What you will do: Set down all the entries again, word for word.

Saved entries
↓
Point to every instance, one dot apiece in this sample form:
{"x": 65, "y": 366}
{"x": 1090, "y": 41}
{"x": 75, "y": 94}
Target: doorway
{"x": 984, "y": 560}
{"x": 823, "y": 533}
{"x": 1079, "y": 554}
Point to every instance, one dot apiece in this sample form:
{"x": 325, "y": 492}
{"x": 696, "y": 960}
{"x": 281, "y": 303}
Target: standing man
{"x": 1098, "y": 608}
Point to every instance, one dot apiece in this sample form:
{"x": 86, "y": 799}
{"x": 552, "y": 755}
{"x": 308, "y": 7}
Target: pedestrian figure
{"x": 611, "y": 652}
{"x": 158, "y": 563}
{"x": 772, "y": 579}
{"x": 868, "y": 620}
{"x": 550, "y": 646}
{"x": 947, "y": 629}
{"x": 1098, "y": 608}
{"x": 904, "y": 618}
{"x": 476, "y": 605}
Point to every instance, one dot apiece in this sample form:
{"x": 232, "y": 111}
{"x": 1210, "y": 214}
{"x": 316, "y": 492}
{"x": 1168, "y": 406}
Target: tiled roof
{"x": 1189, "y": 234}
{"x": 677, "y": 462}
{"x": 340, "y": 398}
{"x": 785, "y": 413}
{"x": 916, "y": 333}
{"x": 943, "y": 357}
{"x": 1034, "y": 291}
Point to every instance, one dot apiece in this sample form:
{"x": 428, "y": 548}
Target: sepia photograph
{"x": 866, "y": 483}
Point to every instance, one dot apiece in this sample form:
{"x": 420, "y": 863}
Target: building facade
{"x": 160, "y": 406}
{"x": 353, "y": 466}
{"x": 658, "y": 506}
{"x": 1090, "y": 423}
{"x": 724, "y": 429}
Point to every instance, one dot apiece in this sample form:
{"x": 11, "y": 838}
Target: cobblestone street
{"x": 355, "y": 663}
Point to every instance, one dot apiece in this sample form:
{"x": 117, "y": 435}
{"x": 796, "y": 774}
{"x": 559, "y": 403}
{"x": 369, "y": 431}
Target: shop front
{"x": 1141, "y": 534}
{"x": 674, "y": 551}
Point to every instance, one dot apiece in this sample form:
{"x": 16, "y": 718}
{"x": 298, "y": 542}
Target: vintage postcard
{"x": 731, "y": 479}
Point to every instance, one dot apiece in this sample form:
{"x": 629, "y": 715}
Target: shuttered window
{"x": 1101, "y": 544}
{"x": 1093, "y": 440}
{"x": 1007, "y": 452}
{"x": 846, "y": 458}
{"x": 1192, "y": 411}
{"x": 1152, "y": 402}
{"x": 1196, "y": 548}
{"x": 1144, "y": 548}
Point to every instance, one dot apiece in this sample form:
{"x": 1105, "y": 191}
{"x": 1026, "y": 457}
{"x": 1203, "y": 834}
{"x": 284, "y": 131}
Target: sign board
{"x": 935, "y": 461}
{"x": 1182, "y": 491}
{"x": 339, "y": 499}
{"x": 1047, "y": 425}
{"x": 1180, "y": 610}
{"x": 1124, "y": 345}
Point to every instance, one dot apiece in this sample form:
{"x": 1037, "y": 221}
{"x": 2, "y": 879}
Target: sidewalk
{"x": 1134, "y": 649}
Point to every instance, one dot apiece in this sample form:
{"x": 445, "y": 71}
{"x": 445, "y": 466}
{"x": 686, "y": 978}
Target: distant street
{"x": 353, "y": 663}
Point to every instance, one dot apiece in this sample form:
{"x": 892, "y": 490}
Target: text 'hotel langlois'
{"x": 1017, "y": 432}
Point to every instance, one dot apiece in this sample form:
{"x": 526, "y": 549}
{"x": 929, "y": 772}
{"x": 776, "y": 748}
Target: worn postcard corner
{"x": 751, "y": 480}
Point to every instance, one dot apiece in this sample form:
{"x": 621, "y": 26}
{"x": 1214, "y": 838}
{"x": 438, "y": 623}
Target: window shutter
↑
Result below:
Point to every instance, one dot apiece in this sample form:
{"x": 65, "y": 366}
{"x": 1090, "y": 41}
{"x": 75, "y": 94}
Target: doorway
{"x": 984, "y": 560}
{"x": 823, "y": 533}
{"x": 1079, "y": 554}
Point to every instance, one dot apiece in this sample form:
{"x": 325, "y": 492}
{"x": 696, "y": 960}
{"x": 281, "y": 303}
Target: standing man
{"x": 1098, "y": 608}
Point to every instance, one dot apiece in this sample form:
{"x": 86, "y": 799}
{"x": 552, "y": 755}
{"x": 308, "y": 7}
Target: pedestrian figure
{"x": 611, "y": 652}
{"x": 158, "y": 563}
{"x": 772, "y": 579}
{"x": 868, "y": 620}
{"x": 550, "y": 646}
{"x": 947, "y": 629}
{"x": 1098, "y": 608}
{"x": 904, "y": 618}
{"x": 476, "y": 605}
Point to every instance, one dot apiece in this sample form:
{"x": 232, "y": 111}
{"x": 1210, "y": 214}
{"x": 316, "y": 492}
{"x": 1168, "y": 406}
Target: tiled roof
{"x": 1189, "y": 234}
{"x": 677, "y": 462}
{"x": 340, "y": 398}
{"x": 785, "y": 413}
{"x": 916, "y": 333}
{"x": 943, "y": 357}
{"x": 1034, "y": 291}
Point to every instance, one dot apiece in this sample form:
{"x": 428, "y": 548}
Target: sepia photograph
{"x": 866, "y": 483}
Point to every instance, one dot apiece in this sample form:
{"x": 420, "y": 863}
Target: building facade
{"x": 160, "y": 406}
{"x": 353, "y": 466}
{"x": 658, "y": 506}
{"x": 1090, "y": 423}
{"x": 724, "y": 429}
Point to every instance, one dot apiece in this sample form:
{"x": 11, "y": 838}
Target: cobblestone street
{"x": 355, "y": 663}
Point to every instance, one dot apiece in this sample form:
{"x": 117, "y": 435}
{"x": 796, "y": 774}
{"x": 559, "y": 403}
{"x": 369, "y": 431}
Target: shop front
{"x": 1141, "y": 534}
{"x": 674, "y": 551}
Point to every instance, one dot apiece in this sample form:
{"x": 16, "y": 718}
{"x": 298, "y": 542}
Target: vintage postcard
{"x": 731, "y": 479}
Point to every instance, one dot apiece in this sample form:
{"x": 629, "y": 715}
Target: shuttered window
{"x": 1101, "y": 544}
{"x": 1093, "y": 440}
{"x": 1007, "y": 452}
{"x": 846, "y": 458}
{"x": 1192, "y": 411}
{"x": 1152, "y": 402}
{"x": 1196, "y": 548}
{"x": 1144, "y": 548}
Point to every instance, one dot apiece in this sample form:
{"x": 1105, "y": 191}
{"x": 1026, "y": 457}
{"x": 1203, "y": 834}
{"x": 284, "y": 131}
Target: sign board
{"x": 935, "y": 461}
{"x": 1182, "y": 491}
{"x": 339, "y": 499}
{"x": 1047, "y": 425}
{"x": 1180, "y": 610}
{"x": 1124, "y": 345}
Point to every instance, one dot apiece in this sample form:
{"x": 1037, "y": 221}
{"x": 2, "y": 879}
Target: sidewalk
{"x": 1134, "y": 649}
Point to every instance, one dot apiece in this sample form:
{"x": 445, "y": 71}
{"x": 445, "y": 466}
{"x": 686, "y": 978}
Target: distant street
{"x": 353, "y": 663}
Point to every instance, one dot apiece in this sample form:
{"x": 892, "y": 490}
Target: text 'hotel langlois'
{"x": 1017, "y": 432}
Point to every instance, one dot apiece in this sample form:
{"x": 526, "y": 549}
{"x": 929, "y": 772}
{"x": 776, "y": 748}
Target: worn postcard corner
{"x": 751, "y": 480}
Point to every instance, one dot apiece in this sample form:
{"x": 621, "y": 26}
{"x": 1214, "y": 838}
{"x": 438, "y": 623}
Target: window shutter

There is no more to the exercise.